=== TASK ITEM ===
Below are some entries; can you quote all of them exactly?

=== DATA FOR ANALYSIS ===
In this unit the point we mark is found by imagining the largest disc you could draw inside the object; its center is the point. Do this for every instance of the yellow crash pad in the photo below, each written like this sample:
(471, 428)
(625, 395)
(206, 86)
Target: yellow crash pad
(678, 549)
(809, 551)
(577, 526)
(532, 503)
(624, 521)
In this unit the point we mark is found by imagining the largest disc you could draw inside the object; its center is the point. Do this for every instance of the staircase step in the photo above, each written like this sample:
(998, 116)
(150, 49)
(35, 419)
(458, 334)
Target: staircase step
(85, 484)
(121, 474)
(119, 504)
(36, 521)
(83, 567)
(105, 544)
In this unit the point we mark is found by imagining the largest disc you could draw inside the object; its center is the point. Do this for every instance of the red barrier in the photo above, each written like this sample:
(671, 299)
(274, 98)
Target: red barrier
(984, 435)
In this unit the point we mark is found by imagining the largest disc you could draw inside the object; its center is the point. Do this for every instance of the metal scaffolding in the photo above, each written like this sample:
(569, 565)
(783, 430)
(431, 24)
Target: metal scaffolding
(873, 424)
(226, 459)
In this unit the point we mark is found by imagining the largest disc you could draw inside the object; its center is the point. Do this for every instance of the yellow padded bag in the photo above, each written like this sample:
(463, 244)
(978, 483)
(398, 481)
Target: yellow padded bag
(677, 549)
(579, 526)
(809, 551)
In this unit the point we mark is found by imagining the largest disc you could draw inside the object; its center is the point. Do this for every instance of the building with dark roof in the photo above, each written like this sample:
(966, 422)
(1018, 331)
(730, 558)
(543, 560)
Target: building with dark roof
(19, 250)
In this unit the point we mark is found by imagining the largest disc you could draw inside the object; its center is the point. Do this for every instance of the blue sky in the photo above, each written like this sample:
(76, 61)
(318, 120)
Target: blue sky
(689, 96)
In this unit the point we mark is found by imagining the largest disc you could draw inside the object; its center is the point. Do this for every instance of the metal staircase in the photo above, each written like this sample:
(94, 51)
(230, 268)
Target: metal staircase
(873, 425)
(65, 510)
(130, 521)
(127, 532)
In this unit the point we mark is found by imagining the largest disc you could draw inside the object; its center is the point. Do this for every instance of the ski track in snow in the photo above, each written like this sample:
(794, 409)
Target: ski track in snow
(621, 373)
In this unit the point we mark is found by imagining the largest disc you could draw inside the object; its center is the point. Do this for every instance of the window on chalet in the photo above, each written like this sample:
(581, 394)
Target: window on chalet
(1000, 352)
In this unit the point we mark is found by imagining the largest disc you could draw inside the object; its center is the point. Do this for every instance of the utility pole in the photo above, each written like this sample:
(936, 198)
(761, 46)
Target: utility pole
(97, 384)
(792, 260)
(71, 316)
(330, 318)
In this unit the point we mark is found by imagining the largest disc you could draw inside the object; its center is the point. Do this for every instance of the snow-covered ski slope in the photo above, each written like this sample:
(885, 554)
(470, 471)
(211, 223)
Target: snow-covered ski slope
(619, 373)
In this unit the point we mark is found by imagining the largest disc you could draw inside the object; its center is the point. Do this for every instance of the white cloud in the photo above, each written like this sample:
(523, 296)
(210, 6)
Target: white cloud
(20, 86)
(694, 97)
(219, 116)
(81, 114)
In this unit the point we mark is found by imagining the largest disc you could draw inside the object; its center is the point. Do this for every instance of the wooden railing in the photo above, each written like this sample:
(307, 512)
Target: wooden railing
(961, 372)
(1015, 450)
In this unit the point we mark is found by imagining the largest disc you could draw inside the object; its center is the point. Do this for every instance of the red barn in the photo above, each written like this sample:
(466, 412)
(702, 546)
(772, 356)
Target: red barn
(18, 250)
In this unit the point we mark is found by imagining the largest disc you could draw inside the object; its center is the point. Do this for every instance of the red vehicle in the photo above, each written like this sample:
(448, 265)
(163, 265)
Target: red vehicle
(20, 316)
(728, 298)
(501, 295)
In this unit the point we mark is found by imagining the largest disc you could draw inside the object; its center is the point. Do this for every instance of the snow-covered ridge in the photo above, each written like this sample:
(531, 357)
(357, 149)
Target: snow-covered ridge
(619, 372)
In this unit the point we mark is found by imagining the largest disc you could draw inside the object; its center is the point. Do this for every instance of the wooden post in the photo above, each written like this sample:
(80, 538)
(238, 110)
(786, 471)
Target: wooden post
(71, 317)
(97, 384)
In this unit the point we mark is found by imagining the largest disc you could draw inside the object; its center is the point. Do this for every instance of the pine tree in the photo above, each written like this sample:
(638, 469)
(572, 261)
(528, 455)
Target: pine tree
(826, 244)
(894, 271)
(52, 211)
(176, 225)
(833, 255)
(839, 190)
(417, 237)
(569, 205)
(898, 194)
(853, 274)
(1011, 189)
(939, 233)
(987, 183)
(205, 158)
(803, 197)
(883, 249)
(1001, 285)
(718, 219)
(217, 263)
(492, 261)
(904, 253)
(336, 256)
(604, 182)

=== TASK RESPONSE ===
In this unit the point we mark is found by imagining the largest disc you could draw inside the object; its center is the point. Do this for every instance of the yellow crash pad in the photo below, each written like this sample:
(471, 428)
(625, 395)
(206, 86)
Target: yellow crash pad
(678, 549)
(809, 551)
(577, 526)
(532, 503)
(624, 521)
In this unit the point we mark is found by imagining the largest disc you could draw inside the object; its center is the point. Do this for every instance of the staircase step in the photo above, each written like this sample:
(998, 116)
(150, 49)
(35, 419)
(458, 334)
Target: staircase step
(85, 484)
(121, 474)
(119, 504)
(36, 521)
(83, 567)
(105, 544)
In this unit the point we mark is found by imagining the largest disc you could draw inside the object; its center is the point. Do this for every instance of the red barrier in the photo above, each written like this sample:
(671, 299)
(274, 98)
Target: red barrier
(984, 435)
In this unit the point we mark is found by imagining the largest disc you could draw inside the object; its center is the point. Do this for every instance of the metal scaffolding in the photo above, each written like this sample:
(569, 565)
(783, 430)
(431, 24)
Target: metal scaffolding
(873, 424)
(226, 459)
In this unit the point we mark is found by imagining the largest disc you could draw inside the object; its center is the point. Do this for every instance of the yellow padded bag in the photo above, each written like this sample:
(463, 244)
(978, 483)
(398, 481)
Target: yellow padded bag
(677, 549)
(579, 526)
(809, 551)
In this unit the point we mark is found by imagining the largest disc you could draw inside the object; its center is the point. Do this for every instance of the building with dark roof in the photo above, each written like this sample:
(966, 422)
(1018, 331)
(730, 558)
(543, 560)
Target: building with dark roof
(19, 250)
In this unit the point we mark is found by imagining the largest disc you could draw inside the object; its center is the point. Do this for every instance of the blue sky in the photo above, each written like this sample:
(76, 61)
(318, 120)
Target: blue sky
(689, 96)
In this unit the point we mark is found by imagining the largest disc you could draw inside the object; its center is the point. Do this for every instance of the metal staircase in the photo above, each written like this sample:
(94, 51)
(230, 268)
Target: metal staircase
(873, 425)
(65, 510)
(130, 521)
(127, 532)
In this unit the point we mark is found by imagining the largest disc you could draw inside the object; its center is the point. Do this for every instance of the ski track in snow in the photo above, each written like this sample:
(794, 409)
Target: ski track in snow
(621, 373)
In this unit the point we mark is found by imagining the largest disc you could draw inside the object; its center is the point. Do this for every instance of the window on chalet in the photo above, each written like this sample:
(581, 394)
Target: window on chalet
(1000, 352)
In this unit the point we mark is found by imagining the largest disc you could draw inside the object; its center is the point. Do this for every instance of the utility pole in the photo above, each written like this sample:
(936, 198)
(761, 46)
Target: utility pole
(97, 384)
(792, 260)
(71, 316)
(330, 318)
In this unit the point we mark is found by imagining the largest disc you could draw inside the object; its center is the point. Do this for every instance of the snow-covered ski slope in the photo above, each written like this sample:
(885, 554)
(470, 471)
(211, 223)
Target: snow-covered ski slope
(619, 373)
In this unit the point we mark is found by imagining the largest disc you could draw inside the object; its center is the point. Do this for every instance of the white cloud in the photo above, each written like this sample:
(523, 296)
(210, 6)
Target: white cloud
(20, 86)
(694, 97)
(219, 116)
(81, 114)
In this unit the point we mark is found by imagining the largest disc you could draw inside the object; its center is the point. Do this for every instance of the wooden railing in the photo above, each written like this sample:
(307, 512)
Target: wooden railing
(961, 372)
(1015, 450)
In this unit the point we mark is found by imagining the largest disc you could draw inside the object; its center is the point. Do this for every instance of the red barn in the photo above, each written like this sample:
(466, 412)
(702, 546)
(772, 356)
Target: red barn
(18, 250)
In this unit the point we mark is found by imagining the largest disc you could draw inside the object; its center is the point. Do this for every instance of the red vehicle in the photo above, each written like this sample:
(448, 265)
(163, 265)
Target: red vehicle
(20, 316)
(728, 298)
(501, 295)
In this unit the point we mark is found by imagining the largest disc you could draw inside the object; its center is the point. Do this for every instance of the snow-covered ridge in the photo above, each written like this sample:
(531, 357)
(357, 149)
Target: snow-covered ridge
(619, 372)
In this unit the point we mark is found by imagining the largest disc you could draw inside the object; its center is the point. Do this for every instance of the wooden post in the photo above, each written like this sample:
(80, 538)
(238, 110)
(786, 471)
Target: wooden post
(71, 317)
(97, 384)
In this unit the point we mark is found by imagining the largest disc you could draw inside the object; its center is the point. Do this for every instance of the pine tree in the photo above, each written like this sample:
(638, 469)
(572, 261)
(528, 455)
Target: pine tree
(826, 244)
(894, 271)
(52, 211)
(176, 225)
(833, 255)
(839, 190)
(417, 237)
(569, 205)
(898, 194)
(853, 274)
(1011, 189)
(939, 233)
(987, 183)
(205, 158)
(803, 197)
(883, 249)
(1001, 285)
(718, 219)
(217, 263)
(492, 261)
(904, 253)
(336, 256)
(604, 182)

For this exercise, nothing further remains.